> [What is expected]:
Locate every line below that contains the word "trace" and reproduce each of those lines in full.

> [Records for the task]:
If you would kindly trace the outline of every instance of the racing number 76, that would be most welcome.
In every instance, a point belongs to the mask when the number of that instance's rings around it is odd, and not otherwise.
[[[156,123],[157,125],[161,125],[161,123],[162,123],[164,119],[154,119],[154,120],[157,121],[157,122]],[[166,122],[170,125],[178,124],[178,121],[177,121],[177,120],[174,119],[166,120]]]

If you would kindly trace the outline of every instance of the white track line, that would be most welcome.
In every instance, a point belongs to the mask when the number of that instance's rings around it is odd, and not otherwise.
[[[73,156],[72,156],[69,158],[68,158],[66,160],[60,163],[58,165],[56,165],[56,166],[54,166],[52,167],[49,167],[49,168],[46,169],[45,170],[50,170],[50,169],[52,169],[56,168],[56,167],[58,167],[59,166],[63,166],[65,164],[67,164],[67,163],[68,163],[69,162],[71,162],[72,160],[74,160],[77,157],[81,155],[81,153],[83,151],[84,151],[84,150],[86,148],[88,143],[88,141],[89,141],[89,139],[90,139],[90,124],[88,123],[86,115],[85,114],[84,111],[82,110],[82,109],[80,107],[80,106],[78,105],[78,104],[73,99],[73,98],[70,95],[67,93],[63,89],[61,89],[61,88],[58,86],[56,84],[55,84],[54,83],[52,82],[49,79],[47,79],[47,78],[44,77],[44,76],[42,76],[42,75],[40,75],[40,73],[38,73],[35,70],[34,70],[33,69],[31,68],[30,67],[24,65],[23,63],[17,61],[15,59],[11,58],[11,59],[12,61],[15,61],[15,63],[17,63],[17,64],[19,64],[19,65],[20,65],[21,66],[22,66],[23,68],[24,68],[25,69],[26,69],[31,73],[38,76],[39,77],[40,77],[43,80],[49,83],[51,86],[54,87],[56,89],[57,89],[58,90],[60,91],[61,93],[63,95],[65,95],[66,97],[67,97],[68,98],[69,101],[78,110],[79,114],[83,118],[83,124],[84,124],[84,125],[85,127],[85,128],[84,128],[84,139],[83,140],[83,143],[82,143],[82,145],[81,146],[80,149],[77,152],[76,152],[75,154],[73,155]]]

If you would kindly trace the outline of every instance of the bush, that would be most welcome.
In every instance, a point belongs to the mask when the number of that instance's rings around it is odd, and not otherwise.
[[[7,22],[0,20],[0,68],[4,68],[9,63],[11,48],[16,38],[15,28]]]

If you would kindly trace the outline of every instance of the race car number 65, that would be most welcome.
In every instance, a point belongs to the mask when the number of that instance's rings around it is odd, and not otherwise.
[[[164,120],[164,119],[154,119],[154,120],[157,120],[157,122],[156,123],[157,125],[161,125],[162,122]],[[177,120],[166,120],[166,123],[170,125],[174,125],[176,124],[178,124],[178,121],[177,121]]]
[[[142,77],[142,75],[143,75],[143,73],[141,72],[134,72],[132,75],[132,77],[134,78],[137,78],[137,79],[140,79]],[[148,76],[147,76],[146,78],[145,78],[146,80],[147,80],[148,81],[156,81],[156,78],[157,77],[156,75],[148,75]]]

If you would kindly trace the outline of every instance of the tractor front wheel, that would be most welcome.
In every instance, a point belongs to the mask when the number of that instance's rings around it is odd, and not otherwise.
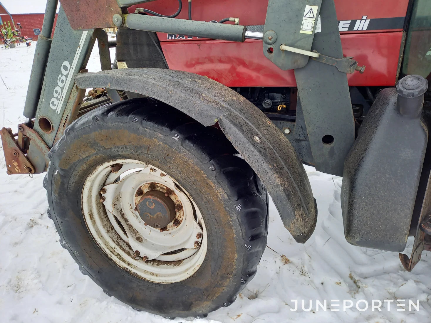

> [The reply]:
If you would kindly trace the outline of every instance of the racing number 76, that would be most welcome.
If you would kindly trace the outline of every instance of the white track line, that would be most welcome.
If you would kindly trace the outline of every instance of the bush, that would be most welcome.
If you would kindly trace the outline of every instance of the race car number 65, that would be most welcome.
If you would kindly trace the outline of every instance of the tractor front wheel, that would be most welcome.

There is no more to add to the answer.